= Objectives =
**1.** Decide whether each statement agrees with the notebook excerpt on Python strings below, answering yes or no and quoting the deciding words from that excerpt. (a) Individual parts of a Python string can be modified in place. (b) Python indexing begins at 0. (c) Negative indexes count from the start of a string.
**2.** Pick up the notebook excerpt on Python strings below where it stops, and write its next part.

= Excerpt to read =
## Start

# Notebook 5.1: String operations

A "string" is the name used in Python for 'strings of characters' such as words, sentences, or paragraphs of text. It is one of the most basic data types and one that Python is very good at working with. In fact, the ease with which Python can be used to manipulate text is one of the primary reasons it bas become such a popular language for both scientific programming as well and web development. 

### Create a string object
Below we assign a string object to a variable name using the `=` sign.

In [None]:
mystring = "a string of text"

### Indexing and slicing
Strings are an *indexed* datatype that is *immutable*. This means that we can select portions of the text using indexed numbering, but we cannot modify individual parts of it. When you take an index or slice of a variable a new variable is *returned*. Unless you store that returned variable, however, it is not saved, and the original string variable is unchanged unless you overwrite the variable name. 

In [None]:
# indexing: select the first element of a string (Python index starts at 0)
mystring[0]

In [None]:
# indexing: select the last element (negative indexes start from the end)
mystring[-1]

In [None]:
# indexing: select a range of elements with a slice (e.g., first:last)

## End

= Information provided =
## Start

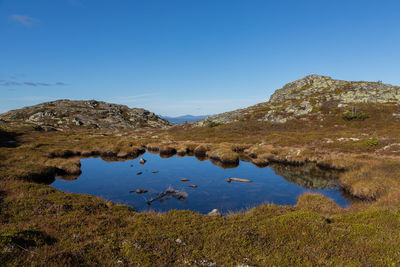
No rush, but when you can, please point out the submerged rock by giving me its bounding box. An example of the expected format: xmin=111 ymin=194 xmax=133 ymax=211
xmin=226 ymin=178 xmax=253 ymax=183
xmin=207 ymin=209 xmax=222 ymax=216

## End

= Replies =
**1.**
(a) No: "we cannot modify individual parts of it."
(b) Yes: "Python index starts at 0"
(c) No: "negative indexes start from the end"

**2.**
mystring[0:8]

In [None]:
# indexing: the above could also be written as [:8] meaning from start to index 8
mystring[:8]

In [None]:
# indexing: this means index -3 until the end.
mystring[-3:]

### Strings can be combined or reassigned


In [None]:
# create new string objects and assign to variables
string1 = "a new string "
string2 = "bigger than the last string"

In [None]:
# combine them and assign the result to another variable
newstring = string1 + string2
newstring

### You cannot mutate string objects
Attempts to assign a value to an index or slice of a string will raise an error because strings are *immutable*. We can take an index or slice of a string to return part of it, but cannot change it *in place*. Instead, we can replace the variable storing a string object with a new string. 

In [None]:
# error: you cannot assign to an index inside a string.
mystring[0] = "A"

### How do you modify strings then?
You assign a new string to the same named variable. This can be done using indexing or concatenation, or several other ways as well as we'll see. This may seem a little nuanced, but you'll see later how this varies among different objects, some of which are mutable and others which are not. The example below creates a new string by adding "A" to the previous string indexed from 1 until the end.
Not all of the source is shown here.